**Listed records:**
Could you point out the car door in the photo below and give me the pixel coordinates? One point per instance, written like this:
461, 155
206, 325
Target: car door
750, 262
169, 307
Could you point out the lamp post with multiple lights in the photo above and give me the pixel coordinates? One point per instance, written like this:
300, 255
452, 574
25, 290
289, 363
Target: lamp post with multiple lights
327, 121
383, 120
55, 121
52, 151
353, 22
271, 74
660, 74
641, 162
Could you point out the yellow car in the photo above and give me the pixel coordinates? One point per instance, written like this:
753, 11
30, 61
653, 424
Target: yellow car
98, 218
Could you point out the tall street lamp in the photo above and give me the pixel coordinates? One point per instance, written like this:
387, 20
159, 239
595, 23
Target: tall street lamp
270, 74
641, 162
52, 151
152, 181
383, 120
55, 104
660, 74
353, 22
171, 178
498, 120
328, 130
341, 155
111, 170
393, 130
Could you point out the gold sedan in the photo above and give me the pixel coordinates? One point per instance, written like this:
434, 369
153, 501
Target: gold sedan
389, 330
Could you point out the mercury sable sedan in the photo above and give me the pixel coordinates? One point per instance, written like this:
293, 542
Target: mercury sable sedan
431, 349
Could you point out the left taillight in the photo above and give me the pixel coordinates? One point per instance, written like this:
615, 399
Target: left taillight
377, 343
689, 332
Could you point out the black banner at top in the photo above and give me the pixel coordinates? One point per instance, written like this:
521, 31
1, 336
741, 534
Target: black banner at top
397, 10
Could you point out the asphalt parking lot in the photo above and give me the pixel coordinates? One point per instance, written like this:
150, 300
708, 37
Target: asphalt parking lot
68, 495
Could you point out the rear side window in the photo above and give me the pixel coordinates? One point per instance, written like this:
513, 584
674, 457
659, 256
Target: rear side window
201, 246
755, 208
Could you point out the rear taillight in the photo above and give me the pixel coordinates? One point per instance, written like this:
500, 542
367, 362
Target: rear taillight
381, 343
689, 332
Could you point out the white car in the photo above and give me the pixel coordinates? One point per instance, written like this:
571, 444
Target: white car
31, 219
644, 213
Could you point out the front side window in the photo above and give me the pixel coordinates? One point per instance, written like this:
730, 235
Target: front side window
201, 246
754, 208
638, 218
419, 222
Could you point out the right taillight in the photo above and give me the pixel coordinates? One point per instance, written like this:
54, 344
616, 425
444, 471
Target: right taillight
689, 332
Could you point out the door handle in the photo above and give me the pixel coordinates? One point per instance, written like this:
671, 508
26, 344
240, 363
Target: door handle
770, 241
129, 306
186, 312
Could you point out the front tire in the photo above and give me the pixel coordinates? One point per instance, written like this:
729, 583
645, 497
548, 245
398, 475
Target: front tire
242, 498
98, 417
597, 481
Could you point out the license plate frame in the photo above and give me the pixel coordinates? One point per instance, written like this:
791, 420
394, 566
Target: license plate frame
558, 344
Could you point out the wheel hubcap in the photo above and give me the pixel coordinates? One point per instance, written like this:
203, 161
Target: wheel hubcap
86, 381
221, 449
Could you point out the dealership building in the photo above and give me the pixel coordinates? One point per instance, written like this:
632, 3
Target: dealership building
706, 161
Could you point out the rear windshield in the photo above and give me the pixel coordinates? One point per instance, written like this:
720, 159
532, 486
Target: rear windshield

**Your assignment:** Please copy out each line of the material that holds the string "windshield".

**Exercise answer:**
Could you point out the rear windshield in the photo above and give me the pixel coordinates? One point per instance, written like this:
Target: rear windshield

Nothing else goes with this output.